Excerpt to read
|---|
Karat Packaging ((KRT)) is a differentiated small-cap distributor and manufacturer that operates in a highly fragmented market providing eco-friendly products to a diversified customer base. Karat is favorably positioned to benefit from regulatory and secular tailwinds coupled with company-specific growth and margin improving opportunities we discuss below that the market has not fully appreciated. With a mid-single-digit dividend yield return our $27 price target implies a total return of over 20%.

More Karat, Less Stick

With 2023 moving deeper in the rearview mirror, attention is squarely on 2024 and initial guides. Manufacturers and distributors like industry leading Karat Packaging ( KRT ) are expected to draw their first line in the sand at their 4Q23 conference call. We suspect both internal and sell-side models have been sensitized for upside and downside scenarios. Sensitivities include but are not limited to deflation (inflation?) of labor and raw materials, ocean and trucking rates, port fluidity, and political uncertainty - and yes, the overall health of the consumer, an afterthought behind execution - the fan favorite execution toggle is an advanced Wall Street Prep add-in. The stated levers in a supplier model create for a challenging backdrop in a grind higher market, but in the face of an election year and consumer headwinds that Karat has yet to manage as a public company, we thought best to forecast what we hold true (empirically and anecdotally) while applying a high degree of prudence towards what we consider uncertain.
|---|
Source information
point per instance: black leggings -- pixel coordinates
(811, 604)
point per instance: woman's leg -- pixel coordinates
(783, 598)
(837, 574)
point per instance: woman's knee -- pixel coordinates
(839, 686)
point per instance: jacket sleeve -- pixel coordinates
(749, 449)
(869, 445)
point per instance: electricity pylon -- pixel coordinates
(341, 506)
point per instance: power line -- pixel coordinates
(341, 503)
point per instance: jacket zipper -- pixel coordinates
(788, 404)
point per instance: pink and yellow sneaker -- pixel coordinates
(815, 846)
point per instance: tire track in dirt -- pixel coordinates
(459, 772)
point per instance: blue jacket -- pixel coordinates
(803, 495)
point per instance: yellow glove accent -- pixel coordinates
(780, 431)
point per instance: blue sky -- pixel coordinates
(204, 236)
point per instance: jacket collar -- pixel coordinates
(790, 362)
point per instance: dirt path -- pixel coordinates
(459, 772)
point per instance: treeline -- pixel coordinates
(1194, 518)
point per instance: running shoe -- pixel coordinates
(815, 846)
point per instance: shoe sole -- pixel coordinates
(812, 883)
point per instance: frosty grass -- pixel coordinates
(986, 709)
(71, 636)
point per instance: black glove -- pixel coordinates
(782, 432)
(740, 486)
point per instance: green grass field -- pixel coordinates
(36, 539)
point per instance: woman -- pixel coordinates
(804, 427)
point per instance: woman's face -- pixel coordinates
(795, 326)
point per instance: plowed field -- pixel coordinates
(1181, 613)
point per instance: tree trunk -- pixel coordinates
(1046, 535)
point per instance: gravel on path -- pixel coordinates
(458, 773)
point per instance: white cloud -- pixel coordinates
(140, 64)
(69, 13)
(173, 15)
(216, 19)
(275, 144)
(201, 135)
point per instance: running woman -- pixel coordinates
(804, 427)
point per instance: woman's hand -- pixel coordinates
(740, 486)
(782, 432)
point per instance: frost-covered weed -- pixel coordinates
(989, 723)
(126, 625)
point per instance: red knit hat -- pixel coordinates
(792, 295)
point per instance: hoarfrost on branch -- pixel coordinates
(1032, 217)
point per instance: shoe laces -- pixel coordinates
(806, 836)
|---|
Task to complete
Carry on the Karat Packaging analysis past its last sentence. Leave the listing aside; it has nothing to do with this.

Final answer
Regulatory and Secular Tailwinds: What We Hold True

State and city governing bodies have proposed and implemented legislature aimed at prohibiting the use of single-use plastic bags and select Food Contact Materials such as styrofoam (polystyrene) containers and plastic straws. These actions were taken by individual states and cities with no existing ban at the federal level. The bans enacted are intended to prevent additional plastic and styrofoam products clogging landfills given their inability to break down. Irrespective of the political echo chamber you call home, which is a harder box than any escape room experience to break, this change makes sense on both a societal and environmental level. However, the downstream impact to distributors, restaurants and stores who rely on existing suppliers for branded / unbranded products with bespoke finishes that infringe on this legislature are left in a precarious position - looking elsewhere - enter Karat.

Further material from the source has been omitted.